# Required actions
#1 Using the cap of maintenance text, begin at the words "Cap of MaintenanceDoes" and stop after "thing to do.". Write that stretch out again, substituting "wise" for each "good".
#2 Answer these from the cap of maintenance text:
(a) How many hours of upkeep follow a successful thirty-hour project?
(b) Users of how many of the writer's old projects asked for fixes?
(c) For how long has the writer been only fixing bugs in Metacity?

# Given passage
##############################

The cap of maintenance

Cap of MaintenanceDoes a good farmer neglect a crop he has planted?
Does a good teacher overlook even the most humble student?
Does a good father allow a single child to starve?
Does a good programmer refuse to maintain his code?

The Tao of Programming, 5.4

I like to make things. I like it a lot. It’s one of my favourite things in the world. I also like to maintain things: not quite as much, but still a lot. It’s fun as well as being a responsible thing to do.

The problem is this: the one leads inexorably to the other. If you spend thirty hours on a project, and you do it well enough that the project succeeds, you will spend three hundred hours maintaining it. Now, you only have so much time. If you spend a quarter of your time making things and the rest maintaining them, eventually you will have to stop making things in order to have enough time to maintain the things you have already made. You will have to take off the wizard’s hat and spend the rest of your life wearing only the cap of maintenance. And that’s a shame, because while maintaining things is fun, creating new things is more fun, and more like play; it would be a shame for it to vanish completely from your life. Note that I haven’t said I’m talking about software here. I am, partly, but it applies to other endeavours as well: I’m also thinking of fiction and poetry.

This whole line of thinking started the other day because the users of four of my old projects (very reasonably) started asking for certain fixes, at the same time as I had some ideas for new projects: I always have ideas for new projects, probably more ideas than I have years left in my life. I began to realise that not only did I not have time to work on any new projects in themselves, I wouldn’t have time to maintain them if I did.

This is also part of why I’m so excited both about gnome-shell and about the ideas which came up for Metacity at Gran Canaria; I’ve been only fixing bugs in Metacity, rather than adding new features, for over a year now. And perhaps that’s necessary; I like the idea of projects asymptotically approaching perfection. But it doesn’t solve the problem of decreasing creation opportunity over time.

##############################

# Data supplied

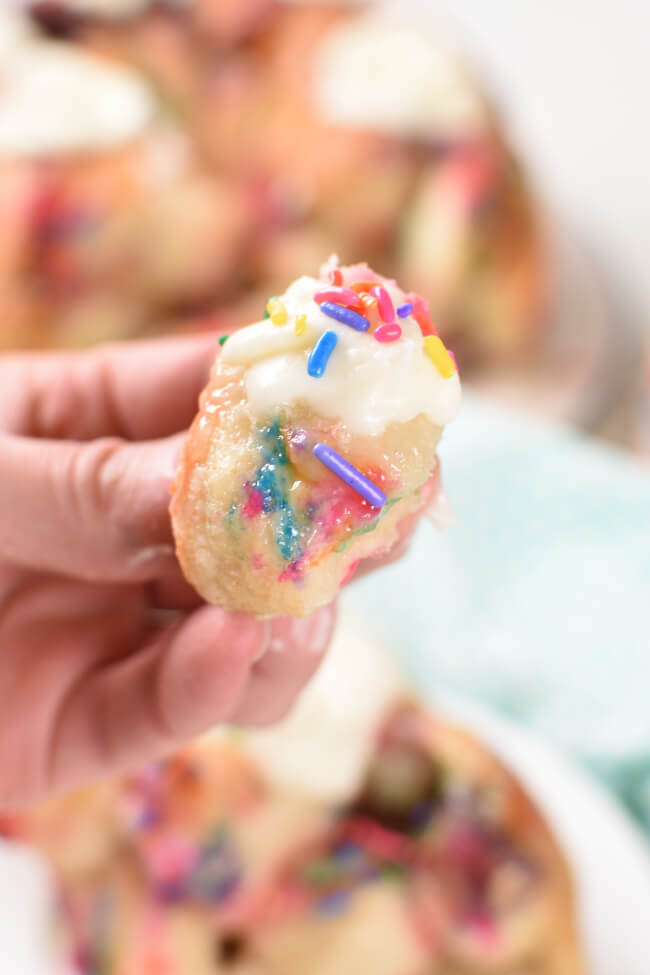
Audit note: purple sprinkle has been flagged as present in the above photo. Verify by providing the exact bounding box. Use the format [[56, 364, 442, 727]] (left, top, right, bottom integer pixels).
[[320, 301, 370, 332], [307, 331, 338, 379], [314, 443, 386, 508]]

##############################

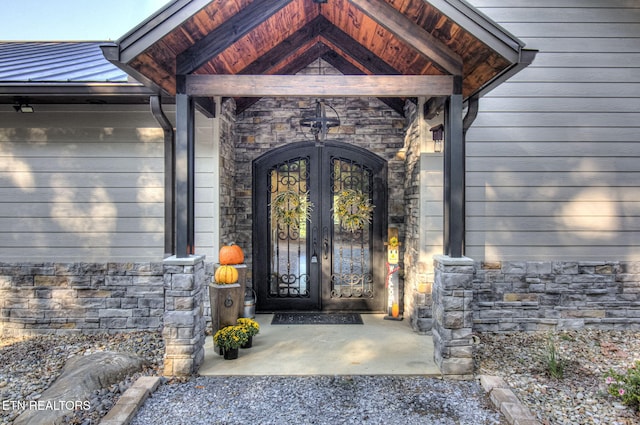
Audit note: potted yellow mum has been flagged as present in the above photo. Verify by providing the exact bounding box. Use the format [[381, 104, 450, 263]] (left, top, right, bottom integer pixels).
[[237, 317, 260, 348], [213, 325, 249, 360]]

##############################

# The responses
#1
Cap of MaintenanceDoes a wise farmer neglect a crop he has planted?
Does a wise teacher overlook even the most humble student?
Does a wise father allow a single child to starve?
Does a wise programmer refuse to maintain his code?

The Tao of Programming, 5.4

I like to make things. I like it a lot. It’s one of my favourite things in the world. I also like to maintain things: not quite as much, but still a lot. It’s fun as well as being a responsible thing to do.

#2
(a) Three hundred hours.
(b) Four.
(c) For over a year.